**Set of tasks**
1/ According to the oyster recall article, on what date did the Texas Department of State Health Services close the TX 1 area?
2/ Write the next part of the oyster recall article, picking up after its final sentence.

More than 200 reported illnesses have been linked to the raw oysters.

WASHINGTON — Food safety and public health regulators are warning people about Texas-harvested raw oysters linked to a norovirus outbreak. 

The raw oysters, harvested from TX 1 in Galveston Bay, Texas, between Nov. 17 and Dec. 7, were recalled after 211 gastrointestinal illnesses were reported across multiple states.

The Texas Department of State Health Services closed the TX 1 area on Dec. 8 after receiving illness reports from Southeast Texas and Florida. Soon after the recall on Dec. 9, the Center for Disease Control and Prevention launched an investigation into the norovirus outbreak.

"CDC is working with state and local partners to determine a more accurate number of illnesses in this outbreak and will update this number as more information is gathered," the agency said in the outbreak advisory.

Young children under 5, elderly and those with weakened immune systems have the highest risk of severe infection, according to the CDC. Norovirus is the leading cause of foodborne illness in the U.S and there are about 2,500 reported outbreaks each year.

Oysters affected by the recall include oysters in the shell and shucked oysters, according to the Texas Department of State Health Services. Consumers are urged to check packaging to see if they have the recalled oysters, while restaurants should contact distributors for information on their oysters.

Alabama, Florida, Georgia, Louisiana, Mississippi and North Carolina are among the eight states in the recall. However, the FDA said additional states may be affected through further U.S. distribution.

Businesses with the affected oysters are urged to throw them away or return to distributors, the CDC says. Food contaminated with norovirus may look, smell or taste normal so it's crucial to check packaging.

**Records shown**
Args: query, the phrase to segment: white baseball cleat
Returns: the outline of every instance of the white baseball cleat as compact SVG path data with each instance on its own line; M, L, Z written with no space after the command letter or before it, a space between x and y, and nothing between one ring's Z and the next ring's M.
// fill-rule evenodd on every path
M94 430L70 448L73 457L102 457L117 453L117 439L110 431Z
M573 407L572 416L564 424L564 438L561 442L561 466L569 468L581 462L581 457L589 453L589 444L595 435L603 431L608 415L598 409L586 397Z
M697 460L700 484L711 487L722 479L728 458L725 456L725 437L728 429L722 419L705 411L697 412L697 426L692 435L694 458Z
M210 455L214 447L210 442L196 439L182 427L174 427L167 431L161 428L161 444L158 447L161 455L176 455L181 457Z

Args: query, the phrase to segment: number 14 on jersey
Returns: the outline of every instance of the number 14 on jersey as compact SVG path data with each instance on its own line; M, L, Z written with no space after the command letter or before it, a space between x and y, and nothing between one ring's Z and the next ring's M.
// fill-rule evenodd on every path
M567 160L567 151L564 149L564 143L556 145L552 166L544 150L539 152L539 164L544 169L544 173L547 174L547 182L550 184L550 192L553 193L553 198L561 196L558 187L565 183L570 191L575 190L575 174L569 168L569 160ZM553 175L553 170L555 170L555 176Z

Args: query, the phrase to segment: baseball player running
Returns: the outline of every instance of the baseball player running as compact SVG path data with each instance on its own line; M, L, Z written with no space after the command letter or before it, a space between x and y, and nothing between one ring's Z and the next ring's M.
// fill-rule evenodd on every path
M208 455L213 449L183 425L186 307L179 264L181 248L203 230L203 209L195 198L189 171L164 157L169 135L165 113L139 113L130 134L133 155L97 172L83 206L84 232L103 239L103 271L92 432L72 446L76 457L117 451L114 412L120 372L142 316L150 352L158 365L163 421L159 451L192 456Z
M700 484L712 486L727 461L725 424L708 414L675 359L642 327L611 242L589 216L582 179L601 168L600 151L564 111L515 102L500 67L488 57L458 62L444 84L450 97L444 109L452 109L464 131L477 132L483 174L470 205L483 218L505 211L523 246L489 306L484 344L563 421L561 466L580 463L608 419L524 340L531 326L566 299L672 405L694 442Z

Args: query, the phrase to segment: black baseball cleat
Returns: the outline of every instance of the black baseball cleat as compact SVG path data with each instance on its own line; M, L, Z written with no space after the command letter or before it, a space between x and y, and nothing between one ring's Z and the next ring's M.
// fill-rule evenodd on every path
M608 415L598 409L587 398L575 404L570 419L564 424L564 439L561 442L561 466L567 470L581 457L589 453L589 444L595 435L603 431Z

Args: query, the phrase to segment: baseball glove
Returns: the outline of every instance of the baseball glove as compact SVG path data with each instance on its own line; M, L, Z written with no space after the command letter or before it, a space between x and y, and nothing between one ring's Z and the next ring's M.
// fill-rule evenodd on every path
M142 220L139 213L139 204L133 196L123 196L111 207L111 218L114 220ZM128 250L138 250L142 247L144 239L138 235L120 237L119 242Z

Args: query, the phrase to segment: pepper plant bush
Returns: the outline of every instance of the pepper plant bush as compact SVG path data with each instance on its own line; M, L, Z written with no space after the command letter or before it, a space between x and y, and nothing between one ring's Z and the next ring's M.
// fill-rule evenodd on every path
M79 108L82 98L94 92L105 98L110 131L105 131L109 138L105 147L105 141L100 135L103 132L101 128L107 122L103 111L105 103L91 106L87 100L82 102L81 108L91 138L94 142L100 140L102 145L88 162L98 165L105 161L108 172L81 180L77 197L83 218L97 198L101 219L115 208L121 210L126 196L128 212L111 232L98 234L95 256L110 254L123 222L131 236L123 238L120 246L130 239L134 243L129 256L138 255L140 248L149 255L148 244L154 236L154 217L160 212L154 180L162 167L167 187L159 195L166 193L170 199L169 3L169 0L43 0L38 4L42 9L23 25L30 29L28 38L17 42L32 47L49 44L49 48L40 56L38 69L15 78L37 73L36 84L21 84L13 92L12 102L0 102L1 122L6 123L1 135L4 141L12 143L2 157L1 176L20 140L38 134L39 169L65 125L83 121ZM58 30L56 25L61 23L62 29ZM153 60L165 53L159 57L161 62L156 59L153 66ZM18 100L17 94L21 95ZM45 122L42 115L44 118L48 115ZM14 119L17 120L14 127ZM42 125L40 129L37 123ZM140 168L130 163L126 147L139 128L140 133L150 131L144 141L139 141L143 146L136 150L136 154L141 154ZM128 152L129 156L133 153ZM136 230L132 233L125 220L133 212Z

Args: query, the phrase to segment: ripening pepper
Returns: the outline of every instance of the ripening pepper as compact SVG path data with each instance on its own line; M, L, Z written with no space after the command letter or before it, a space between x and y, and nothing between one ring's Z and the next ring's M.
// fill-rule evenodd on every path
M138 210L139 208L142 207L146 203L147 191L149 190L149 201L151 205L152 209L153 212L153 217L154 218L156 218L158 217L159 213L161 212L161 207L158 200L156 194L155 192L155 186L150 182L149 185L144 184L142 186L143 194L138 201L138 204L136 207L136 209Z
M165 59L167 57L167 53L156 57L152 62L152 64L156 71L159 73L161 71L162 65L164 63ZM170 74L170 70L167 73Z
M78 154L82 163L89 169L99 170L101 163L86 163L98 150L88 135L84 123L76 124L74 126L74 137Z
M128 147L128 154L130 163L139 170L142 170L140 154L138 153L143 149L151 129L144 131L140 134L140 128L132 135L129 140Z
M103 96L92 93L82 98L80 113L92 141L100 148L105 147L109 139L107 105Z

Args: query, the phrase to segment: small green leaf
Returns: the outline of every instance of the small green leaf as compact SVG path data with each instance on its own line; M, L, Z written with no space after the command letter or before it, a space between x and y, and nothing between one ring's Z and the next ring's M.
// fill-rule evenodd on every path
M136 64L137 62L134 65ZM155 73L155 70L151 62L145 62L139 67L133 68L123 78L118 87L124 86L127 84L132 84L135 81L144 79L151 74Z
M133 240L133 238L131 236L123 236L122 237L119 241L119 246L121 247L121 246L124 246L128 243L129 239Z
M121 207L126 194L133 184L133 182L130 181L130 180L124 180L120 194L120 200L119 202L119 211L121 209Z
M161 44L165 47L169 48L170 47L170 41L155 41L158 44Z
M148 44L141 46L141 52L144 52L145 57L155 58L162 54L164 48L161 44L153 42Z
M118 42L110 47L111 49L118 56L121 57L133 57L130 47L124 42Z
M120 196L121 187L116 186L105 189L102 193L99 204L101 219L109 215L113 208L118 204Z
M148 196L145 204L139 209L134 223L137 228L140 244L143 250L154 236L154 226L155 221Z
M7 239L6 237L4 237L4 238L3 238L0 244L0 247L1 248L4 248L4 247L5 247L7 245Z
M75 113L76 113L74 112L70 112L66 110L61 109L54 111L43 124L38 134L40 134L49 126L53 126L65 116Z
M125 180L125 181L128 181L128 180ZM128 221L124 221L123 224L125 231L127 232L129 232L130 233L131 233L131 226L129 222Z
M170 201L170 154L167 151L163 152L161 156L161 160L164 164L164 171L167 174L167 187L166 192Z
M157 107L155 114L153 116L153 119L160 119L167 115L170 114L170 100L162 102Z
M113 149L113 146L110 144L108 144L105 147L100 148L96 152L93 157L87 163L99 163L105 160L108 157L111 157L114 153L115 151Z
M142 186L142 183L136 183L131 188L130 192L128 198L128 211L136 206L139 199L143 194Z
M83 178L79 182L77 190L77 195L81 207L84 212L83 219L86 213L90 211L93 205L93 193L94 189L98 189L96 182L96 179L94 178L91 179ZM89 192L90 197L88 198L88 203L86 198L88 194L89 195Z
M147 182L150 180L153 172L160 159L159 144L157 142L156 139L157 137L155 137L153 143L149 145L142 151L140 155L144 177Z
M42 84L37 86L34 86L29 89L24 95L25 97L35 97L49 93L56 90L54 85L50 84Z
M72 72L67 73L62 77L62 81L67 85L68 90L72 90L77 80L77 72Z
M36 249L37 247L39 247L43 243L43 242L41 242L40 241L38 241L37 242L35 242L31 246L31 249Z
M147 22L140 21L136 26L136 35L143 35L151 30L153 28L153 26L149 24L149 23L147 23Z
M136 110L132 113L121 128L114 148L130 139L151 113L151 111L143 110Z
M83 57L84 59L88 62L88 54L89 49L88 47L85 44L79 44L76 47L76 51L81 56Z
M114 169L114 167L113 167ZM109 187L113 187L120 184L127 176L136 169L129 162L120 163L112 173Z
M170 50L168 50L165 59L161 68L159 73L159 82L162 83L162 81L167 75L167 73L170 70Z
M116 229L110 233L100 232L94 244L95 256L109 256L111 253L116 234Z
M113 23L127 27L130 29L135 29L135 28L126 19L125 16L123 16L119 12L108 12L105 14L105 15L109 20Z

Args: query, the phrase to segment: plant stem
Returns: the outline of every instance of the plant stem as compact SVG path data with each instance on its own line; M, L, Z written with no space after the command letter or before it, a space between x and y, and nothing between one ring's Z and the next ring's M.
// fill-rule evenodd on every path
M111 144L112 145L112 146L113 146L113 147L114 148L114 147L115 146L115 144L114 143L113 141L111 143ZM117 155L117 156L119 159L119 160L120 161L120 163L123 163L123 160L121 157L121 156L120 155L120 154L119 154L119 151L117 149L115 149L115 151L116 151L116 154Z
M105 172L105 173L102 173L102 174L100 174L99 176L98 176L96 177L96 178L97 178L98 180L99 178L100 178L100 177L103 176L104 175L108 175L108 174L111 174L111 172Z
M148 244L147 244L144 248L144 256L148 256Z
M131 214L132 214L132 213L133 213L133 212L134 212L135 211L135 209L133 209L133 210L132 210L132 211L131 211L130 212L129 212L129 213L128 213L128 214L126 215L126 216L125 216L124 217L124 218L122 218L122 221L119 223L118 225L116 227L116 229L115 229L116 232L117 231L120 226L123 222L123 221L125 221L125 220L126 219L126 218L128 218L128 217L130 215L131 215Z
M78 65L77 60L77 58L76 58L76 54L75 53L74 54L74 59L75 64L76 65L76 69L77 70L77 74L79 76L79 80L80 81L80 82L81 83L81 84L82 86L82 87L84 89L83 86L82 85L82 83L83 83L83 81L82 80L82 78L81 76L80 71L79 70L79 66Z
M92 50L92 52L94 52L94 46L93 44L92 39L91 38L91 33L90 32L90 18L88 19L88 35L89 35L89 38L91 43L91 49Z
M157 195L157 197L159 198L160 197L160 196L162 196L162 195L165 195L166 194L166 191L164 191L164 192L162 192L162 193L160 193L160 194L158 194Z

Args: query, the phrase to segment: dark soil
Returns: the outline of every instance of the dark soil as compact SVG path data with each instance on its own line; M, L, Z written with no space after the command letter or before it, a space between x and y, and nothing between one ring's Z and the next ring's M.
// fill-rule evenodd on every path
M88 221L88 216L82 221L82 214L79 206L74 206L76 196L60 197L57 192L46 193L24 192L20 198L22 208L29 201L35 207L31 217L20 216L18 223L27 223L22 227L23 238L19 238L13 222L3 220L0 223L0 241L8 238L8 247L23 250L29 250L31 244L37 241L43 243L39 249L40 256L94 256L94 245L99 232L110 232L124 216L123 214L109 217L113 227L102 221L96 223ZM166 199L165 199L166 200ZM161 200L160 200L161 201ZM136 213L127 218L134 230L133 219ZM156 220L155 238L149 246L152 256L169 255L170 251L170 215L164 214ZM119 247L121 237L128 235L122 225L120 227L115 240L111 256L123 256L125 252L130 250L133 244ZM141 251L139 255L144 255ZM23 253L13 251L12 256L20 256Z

**Answers below**
1/ Dec. 8

2/
The CDC issued guidance on protection measures for norovirus such as cooking oysters and other shellfish thoroughly or until at least 145 degrees. 

Norovirus increases the risk of dehydration, according to the CDC. The agency urges people to call a health provider if young children, older people or anyone getting sick seems dehydrated.

Common norovirus symptoms:

A person usually develops symptoms 12 to 48 hours after being exposed to norovirus. Most people with norovirus illness get better within 1 to 3 days.

  • Diarrhea
  • Vomiting
  • Nausea
  • Stomach pain

CDC guidance on protecting yourself and others from norovirus:

  • Cook oysters and other shellfish thoroughly before eating them (at least 145 degrees); quick steaming is not enough.
  • Wash your hands thoroughly with soap and water often.
  • Carefully wash fruits and vegetables before preparing and eating them.
  • Do not prepare food or care for others when you are sick, and for at least two days after symptoms stop.
  • Clean and disinfect contaminated surfaces. Wash contaminated laundry thoroughly.